• **Document segment**

## begin

As you already know scales and chords (at least the simpler chords) I would tend to begin from there. Let your initial vocabulary be the scales and chords you are familiar with. The big trick is to start playing them in non-standard ways. Most people only play scales in one or two ways - that's a good restriction to get rid of. Start from a position of freedom and work towards one of discipline, not the other way around otherwise you'll never get started.  

For instance you might play any figures at all (if they sound nice to you so much the better) provided they are within say, a C minor harmonic scale. Gradually get both hands going playing little single note figures which make a pleasing counterpoint, right hand against left - any rhythm, any sequence, keeping the very free rule that everything lies within C minor.

Short motifs are easier and more versatile building blocks than long melodic strands. Once you've done it in one key, do it in the others, around the key circle. Don't try to repeat figures precisely at different pitches - not necessary - inexact repetitions are more interesting musically anyway.

## end

• **Work to complete**
In the passage on improvising with scales and chords, what does it call easier and more versatile building blocks than long melodic strands? The items after this passage come from a different source.

• **Material shown**
## begin

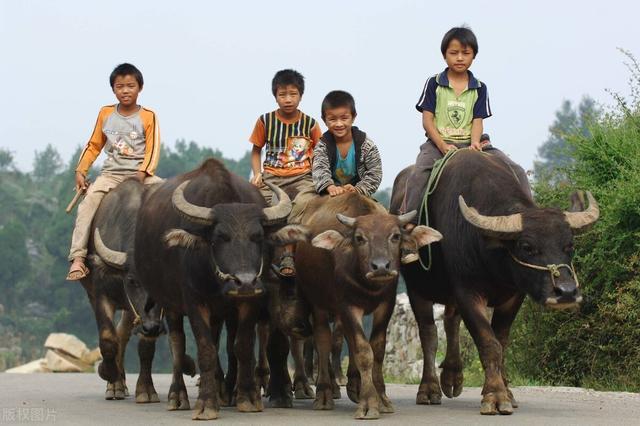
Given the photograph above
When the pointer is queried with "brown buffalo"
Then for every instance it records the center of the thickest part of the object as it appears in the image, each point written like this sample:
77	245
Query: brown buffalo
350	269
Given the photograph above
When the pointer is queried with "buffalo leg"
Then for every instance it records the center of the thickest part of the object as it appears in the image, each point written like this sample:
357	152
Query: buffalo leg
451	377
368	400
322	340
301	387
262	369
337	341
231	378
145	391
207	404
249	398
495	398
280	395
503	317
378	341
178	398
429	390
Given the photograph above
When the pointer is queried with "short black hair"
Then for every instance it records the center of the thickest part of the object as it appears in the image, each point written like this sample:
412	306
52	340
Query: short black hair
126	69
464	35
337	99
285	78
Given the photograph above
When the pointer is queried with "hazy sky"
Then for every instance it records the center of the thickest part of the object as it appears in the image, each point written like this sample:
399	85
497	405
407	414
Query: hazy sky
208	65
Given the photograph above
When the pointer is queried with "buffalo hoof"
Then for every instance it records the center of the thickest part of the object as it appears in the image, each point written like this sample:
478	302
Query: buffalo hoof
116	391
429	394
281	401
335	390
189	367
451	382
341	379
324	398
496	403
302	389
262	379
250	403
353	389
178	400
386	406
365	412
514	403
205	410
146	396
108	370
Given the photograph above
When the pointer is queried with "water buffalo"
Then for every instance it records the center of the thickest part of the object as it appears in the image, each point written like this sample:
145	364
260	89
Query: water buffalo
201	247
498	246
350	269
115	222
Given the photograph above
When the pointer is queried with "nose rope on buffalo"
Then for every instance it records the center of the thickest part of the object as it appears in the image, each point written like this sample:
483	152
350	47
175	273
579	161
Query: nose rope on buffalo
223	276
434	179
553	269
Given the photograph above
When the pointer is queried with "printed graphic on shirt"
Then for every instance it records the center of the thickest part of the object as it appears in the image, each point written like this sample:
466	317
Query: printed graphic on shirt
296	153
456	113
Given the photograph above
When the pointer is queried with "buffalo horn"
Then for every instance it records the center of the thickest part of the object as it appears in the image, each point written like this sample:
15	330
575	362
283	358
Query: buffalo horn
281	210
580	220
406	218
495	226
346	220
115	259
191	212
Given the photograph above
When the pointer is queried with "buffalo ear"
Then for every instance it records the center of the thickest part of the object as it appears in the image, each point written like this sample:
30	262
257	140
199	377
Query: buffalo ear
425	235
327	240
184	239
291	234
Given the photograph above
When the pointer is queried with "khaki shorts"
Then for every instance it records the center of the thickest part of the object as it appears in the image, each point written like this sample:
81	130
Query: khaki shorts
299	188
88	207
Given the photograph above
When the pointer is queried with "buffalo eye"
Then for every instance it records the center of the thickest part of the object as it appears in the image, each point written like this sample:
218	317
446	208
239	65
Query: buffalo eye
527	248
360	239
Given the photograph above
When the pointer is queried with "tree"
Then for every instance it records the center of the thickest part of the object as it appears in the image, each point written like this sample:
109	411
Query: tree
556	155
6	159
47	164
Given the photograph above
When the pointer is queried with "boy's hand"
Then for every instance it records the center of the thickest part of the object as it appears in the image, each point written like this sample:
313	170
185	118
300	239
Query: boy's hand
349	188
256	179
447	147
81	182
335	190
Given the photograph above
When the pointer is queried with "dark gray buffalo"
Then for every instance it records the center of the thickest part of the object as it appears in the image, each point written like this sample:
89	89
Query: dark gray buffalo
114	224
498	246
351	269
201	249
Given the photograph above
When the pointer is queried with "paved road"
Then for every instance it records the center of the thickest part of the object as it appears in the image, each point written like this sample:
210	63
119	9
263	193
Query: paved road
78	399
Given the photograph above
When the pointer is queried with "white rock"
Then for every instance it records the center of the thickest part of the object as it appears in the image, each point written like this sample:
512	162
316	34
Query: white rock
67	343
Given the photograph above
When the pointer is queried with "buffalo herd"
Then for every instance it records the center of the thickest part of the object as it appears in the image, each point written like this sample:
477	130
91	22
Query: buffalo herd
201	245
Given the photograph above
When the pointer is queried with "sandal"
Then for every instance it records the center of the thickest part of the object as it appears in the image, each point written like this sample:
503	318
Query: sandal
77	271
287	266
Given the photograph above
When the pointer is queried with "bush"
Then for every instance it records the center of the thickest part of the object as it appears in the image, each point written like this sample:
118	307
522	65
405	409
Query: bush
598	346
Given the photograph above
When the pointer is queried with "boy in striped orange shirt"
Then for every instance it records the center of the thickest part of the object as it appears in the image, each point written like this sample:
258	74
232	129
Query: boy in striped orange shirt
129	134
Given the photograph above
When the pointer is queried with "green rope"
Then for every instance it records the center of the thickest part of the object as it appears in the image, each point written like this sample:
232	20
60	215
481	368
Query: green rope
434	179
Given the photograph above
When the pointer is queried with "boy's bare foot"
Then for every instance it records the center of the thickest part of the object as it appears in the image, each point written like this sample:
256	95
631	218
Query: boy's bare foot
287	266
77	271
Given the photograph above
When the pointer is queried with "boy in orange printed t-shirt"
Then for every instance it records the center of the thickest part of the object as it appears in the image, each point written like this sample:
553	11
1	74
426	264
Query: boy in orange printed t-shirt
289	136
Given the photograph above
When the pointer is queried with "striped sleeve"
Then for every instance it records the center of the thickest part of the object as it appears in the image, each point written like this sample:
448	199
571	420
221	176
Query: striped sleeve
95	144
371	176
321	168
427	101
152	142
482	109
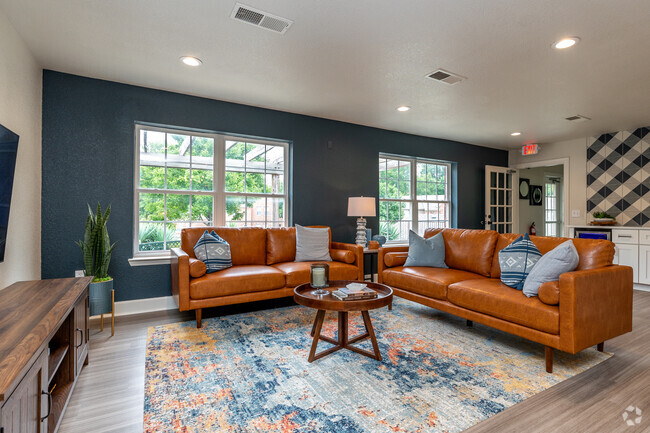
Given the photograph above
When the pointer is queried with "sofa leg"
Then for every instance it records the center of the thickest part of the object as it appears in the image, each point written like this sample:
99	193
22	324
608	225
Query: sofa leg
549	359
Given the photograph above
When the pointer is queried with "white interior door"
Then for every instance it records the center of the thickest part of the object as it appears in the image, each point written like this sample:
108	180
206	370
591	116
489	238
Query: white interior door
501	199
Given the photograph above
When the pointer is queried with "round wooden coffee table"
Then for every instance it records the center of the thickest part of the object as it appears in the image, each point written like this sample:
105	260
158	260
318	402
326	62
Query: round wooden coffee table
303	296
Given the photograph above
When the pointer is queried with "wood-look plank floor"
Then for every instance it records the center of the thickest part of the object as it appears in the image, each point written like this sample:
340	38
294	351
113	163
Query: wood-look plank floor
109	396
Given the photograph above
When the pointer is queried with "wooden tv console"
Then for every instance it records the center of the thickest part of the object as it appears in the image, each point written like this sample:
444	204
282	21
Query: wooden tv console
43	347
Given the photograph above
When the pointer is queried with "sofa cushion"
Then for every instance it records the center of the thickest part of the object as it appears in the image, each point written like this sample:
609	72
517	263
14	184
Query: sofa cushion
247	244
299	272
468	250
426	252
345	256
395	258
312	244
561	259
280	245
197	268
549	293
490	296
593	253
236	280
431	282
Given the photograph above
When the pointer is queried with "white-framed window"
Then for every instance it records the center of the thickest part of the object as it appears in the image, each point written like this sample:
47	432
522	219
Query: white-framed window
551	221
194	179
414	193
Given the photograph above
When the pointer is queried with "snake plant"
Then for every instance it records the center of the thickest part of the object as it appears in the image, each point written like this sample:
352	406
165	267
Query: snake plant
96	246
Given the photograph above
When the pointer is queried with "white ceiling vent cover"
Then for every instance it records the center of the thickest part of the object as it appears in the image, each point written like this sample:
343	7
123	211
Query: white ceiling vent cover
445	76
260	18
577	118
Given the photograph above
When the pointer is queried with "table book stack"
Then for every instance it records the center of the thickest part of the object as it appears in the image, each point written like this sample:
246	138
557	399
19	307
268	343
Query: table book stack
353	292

## end

• **Final result**
Short motifs.